**Task to complete**
Type out all the records word for word. Any pictures are to be left out.

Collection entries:
§

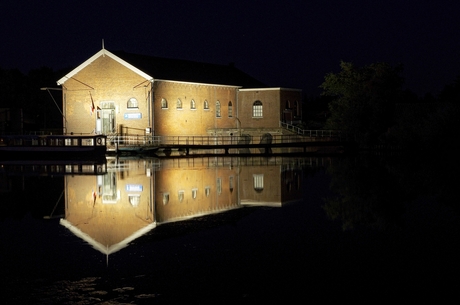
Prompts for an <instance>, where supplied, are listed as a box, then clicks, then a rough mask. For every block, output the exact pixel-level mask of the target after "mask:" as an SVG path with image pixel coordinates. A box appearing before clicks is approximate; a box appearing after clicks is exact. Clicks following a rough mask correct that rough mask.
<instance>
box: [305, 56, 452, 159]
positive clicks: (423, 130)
mask: <svg viewBox="0 0 460 305" xmlns="http://www.w3.org/2000/svg"><path fill="white" fill-rule="evenodd" d="M340 68H341V70H340V72H338V73H329V74H327V75H326V76H325V80H324V82H323V83H322V84H321V86H320V88H321V89H322V90H323V92H322V94H321V96H320V97H314V98H310V99H307V102H306V103H305V113H306V116H305V117H306V121H305V123H304V125H305V127H307V128H308V129H321V128H324V129H338V130H343V131H345V132H347V134H348V135H349V136H350V137H351V138H352V139H353V140H354V141H356V142H357V143H359V144H360V145H361V146H362V147H375V146H376V145H389V146H393V147H401V148H404V149H411V150H421V149H422V150H427V149H428V150H431V149H440V148H446V147H457V146H458V141H457V140H458V139H459V136H458V133H457V130H459V127H460V120H458V119H457V118H458V115H459V114H460V113H459V112H460V78H457V79H456V80H454V81H453V83H451V84H447V85H446V86H445V87H444V89H443V90H442V91H441V92H439V93H438V94H437V95H433V94H431V93H427V94H425V96H423V97H419V96H417V95H416V94H415V93H413V92H411V91H410V90H408V89H403V85H404V79H403V78H402V77H401V73H402V66H396V67H393V66H391V65H389V64H387V63H374V64H371V65H368V66H364V67H356V66H355V65H353V64H352V63H346V62H342V63H341V65H340Z"/></svg>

§

**Output for this task**
Prompts for an <instance>, where supplied, are listed as a box, then clicks, then a rough mask. For every block, output the exact pixel-level mask of the target after "mask:" as an SVG path with image pixel coordinates. A box appearing before clicks is approximate; a box appearing after clicks is exact. Clicks following a rough mask correct that rough mask.
<instance>
box: [305, 56, 452, 159]
positive clicks: (423, 130)
mask: <svg viewBox="0 0 460 305" xmlns="http://www.w3.org/2000/svg"><path fill="white" fill-rule="evenodd" d="M340 68H341V70H340V72H338V73H329V74H327V75H326V76H325V80H324V82H323V83H322V84H321V86H320V88H321V89H322V90H323V92H322V94H321V96H320V97H314V98H310V99H307V102H306V103H305V113H306V116H305V117H306V121H305V123H304V125H305V127H307V128H308V129H321V128H324V129H338V130H343V131H345V132H347V134H348V135H349V136H350V137H351V138H352V139H353V140H354V141H356V142H357V143H359V144H360V145H361V146H362V147H375V146H376V145H389V146H393V147H401V148H404V149H411V150H421V149H422V150H427V149H428V150H431V149H440V148H446V147H457V146H458V141H457V140H458V139H459V136H458V133H457V130H459V127H460V120H458V119H457V118H458V115H459V114H460V113H459V112H460V78H457V79H456V80H454V81H453V83H451V84H447V85H446V86H445V87H444V89H443V90H442V91H441V92H439V93H438V94H437V95H433V94H431V93H427V94H425V96H423V97H419V96H417V95H416V94H415V93H413V92H411V91H410V90H408V89H403V85H404V79H403V78H402V77H401V73H402V66H396V67H393V66H391V65H389V64H387V63H374V64H371V65H368V66H364V67H356V66H355V65H353V64H352V63H346V62H342V63H341V65H340Z"/></svg>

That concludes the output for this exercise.